=== SOURCE TEXT ===
____
Genetics of peanut allergy: a twin study

J Allergy Clin Immunol. 2000 Jul;106(1 Pt 1):53-6. doi: 10.1067/mai.2000.108105.


Background: The role of genetics in the etiology of peanut allergy is unknown. For complex genetic traits, twin studies can provide information on the relative contribution of genetic factors to a disease, as the relative confounding effects of environmental factors are markedly decreased.

Objective: This study was performed to search for evidence that genetic factors influence peanut allergy by comparing the concordance rate for this allergy among monozygotic and dizygotic twins.

Methods: Twin pairs with at least one member with peanut allergy were ascertained through the Food Allergy Network by advertisements in the organization's newsletters and Web site. Individuals with peanut allergy or parental surrogates were interviewed by telephone. A full atopic history was obtained, and peanut allergy and zygosity were determined using previously validated questionnaires. Heritability of peanut allergy was determined using univariate genetic model fitting by maximum likelihood with the Mx statistical modeling software package.

Results: Seventy-five twin pairs were recruited. Seventeen pairs were excluded because of unconvincing peanut allergy histories (9 pairs, including 4 of uncertain zygosity) or because one twin had reportedly never ingested peanut (8 pairs). The median age of the 58 remaining twin pairs was 5 years (range 1 to 58 years). Seventy individuals had peanut allergy. In addition to convincing histories of peanut allergy, 52 (74%) had been tested (skin prick testing with or without radioallergosorbent assay) and all had positive reactions to peanut. Twenty-nine of the 70 had experienced >1 reaction to peanut; 29 of 70 had multisystem reactions. Among the monozygotic pairs (n = 14), 9 were concordant for peanut allergy (pairwise concordance, 64.3%) and among dizygotic pairs (n = 44), 3 were concordant for peanut allergy (pairwise concordance, 6.8%; chi(2) = 21.38, P <.0001). Heritability of peanut allergy was estimated at 81. 6% (95% confidence interval 41.6% to 99.7%) with model fitting using a population prevalence of peanut allergy of 0.4%.
____
=== Point localization data ===
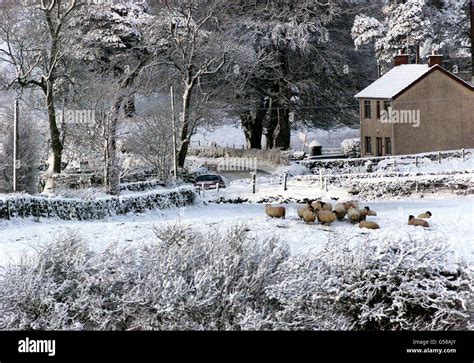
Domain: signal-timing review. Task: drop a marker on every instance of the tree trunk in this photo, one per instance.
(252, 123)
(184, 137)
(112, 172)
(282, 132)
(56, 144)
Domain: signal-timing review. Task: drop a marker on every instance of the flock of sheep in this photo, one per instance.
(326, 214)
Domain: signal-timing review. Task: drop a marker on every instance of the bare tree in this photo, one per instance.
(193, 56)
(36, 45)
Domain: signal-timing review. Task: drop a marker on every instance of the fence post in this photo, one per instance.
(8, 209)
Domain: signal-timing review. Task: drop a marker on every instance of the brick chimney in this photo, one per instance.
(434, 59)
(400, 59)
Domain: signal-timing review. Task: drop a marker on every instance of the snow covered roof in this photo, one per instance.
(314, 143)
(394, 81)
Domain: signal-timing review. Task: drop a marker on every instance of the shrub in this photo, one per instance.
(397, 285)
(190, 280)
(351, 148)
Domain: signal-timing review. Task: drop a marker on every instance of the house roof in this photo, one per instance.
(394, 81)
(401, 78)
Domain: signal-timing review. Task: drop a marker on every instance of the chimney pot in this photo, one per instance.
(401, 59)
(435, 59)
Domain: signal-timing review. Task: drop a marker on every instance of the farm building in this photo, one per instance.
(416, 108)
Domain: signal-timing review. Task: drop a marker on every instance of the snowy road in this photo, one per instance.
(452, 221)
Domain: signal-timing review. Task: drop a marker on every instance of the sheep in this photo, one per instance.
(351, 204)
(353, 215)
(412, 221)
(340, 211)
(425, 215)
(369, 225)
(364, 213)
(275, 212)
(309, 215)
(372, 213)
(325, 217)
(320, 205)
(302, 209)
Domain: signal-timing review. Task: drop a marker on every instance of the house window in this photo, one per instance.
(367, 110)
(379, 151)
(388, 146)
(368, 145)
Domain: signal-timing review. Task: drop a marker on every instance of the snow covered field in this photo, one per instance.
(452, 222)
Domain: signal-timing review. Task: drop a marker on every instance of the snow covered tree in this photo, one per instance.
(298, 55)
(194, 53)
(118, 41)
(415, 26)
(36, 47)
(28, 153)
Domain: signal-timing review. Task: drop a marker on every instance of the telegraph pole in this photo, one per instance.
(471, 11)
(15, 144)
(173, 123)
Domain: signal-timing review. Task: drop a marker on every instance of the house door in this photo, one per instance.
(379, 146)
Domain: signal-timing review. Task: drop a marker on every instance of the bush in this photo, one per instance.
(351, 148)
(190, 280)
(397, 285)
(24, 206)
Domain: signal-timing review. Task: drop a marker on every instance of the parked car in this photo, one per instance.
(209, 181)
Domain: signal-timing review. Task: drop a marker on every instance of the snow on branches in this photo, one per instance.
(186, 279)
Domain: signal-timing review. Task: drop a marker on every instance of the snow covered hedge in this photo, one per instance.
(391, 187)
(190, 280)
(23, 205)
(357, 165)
____
=== YOUR TASK ===
List the section headings in the peanut allergy twin study abstract, in the order they appear. You won't need the records for this.

=== RESULT BELOW ===
Background, Objective, Methods, Results